• **Assignment**
I'd like every line in the following listing that holds "tree" copied.

• **Extracted entries**

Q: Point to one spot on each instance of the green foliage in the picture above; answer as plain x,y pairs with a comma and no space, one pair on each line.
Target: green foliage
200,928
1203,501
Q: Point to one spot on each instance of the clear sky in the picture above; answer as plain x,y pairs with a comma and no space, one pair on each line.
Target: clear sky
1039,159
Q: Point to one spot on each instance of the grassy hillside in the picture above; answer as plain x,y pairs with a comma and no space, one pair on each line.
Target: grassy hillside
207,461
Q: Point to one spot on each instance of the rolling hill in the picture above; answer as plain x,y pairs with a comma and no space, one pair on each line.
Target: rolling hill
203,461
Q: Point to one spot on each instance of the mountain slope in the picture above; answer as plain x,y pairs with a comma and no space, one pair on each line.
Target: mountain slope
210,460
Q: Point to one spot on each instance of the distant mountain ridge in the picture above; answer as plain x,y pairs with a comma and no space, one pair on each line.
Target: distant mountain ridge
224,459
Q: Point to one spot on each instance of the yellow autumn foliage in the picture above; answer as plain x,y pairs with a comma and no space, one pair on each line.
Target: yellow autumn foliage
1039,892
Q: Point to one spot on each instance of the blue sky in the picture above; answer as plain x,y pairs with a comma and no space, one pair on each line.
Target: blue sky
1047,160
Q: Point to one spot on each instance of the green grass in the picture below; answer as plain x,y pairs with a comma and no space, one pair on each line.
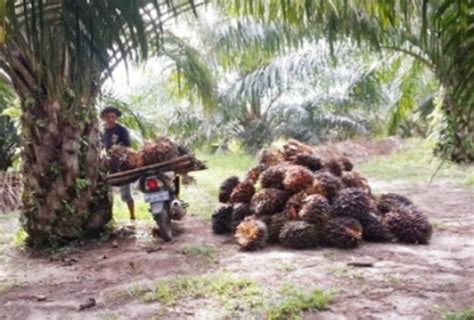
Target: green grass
234,294
416,163
203,251
467,314
295,301
227,289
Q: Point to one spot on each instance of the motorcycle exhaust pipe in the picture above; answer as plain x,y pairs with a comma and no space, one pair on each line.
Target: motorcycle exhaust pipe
178,209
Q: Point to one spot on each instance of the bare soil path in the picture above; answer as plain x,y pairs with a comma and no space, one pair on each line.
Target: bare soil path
405,281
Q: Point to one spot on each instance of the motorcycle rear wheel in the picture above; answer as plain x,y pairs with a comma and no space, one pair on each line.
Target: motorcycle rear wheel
163,220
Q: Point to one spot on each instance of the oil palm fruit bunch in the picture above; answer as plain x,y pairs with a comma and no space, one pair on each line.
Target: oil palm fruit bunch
333,166
299,235
159,150
315,209
226,188
352,202
294,204
222,219
309,161
268,201
297,178
275,224
251,234
273,177
342,232
389,201
254,174
243,192
239,212
409,224
325,184
345,164
352,179
122,158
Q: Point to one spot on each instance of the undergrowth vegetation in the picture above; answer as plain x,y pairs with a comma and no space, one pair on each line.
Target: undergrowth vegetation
236,294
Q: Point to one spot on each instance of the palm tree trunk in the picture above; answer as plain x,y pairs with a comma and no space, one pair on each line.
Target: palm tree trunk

• **Response for this exercise**
Q: Point to one spot on each instance of the palm tree trunk in the picture above; answer as plain x,y pairs with a comma and no space, one pair on each line.
Target: palm tree trunk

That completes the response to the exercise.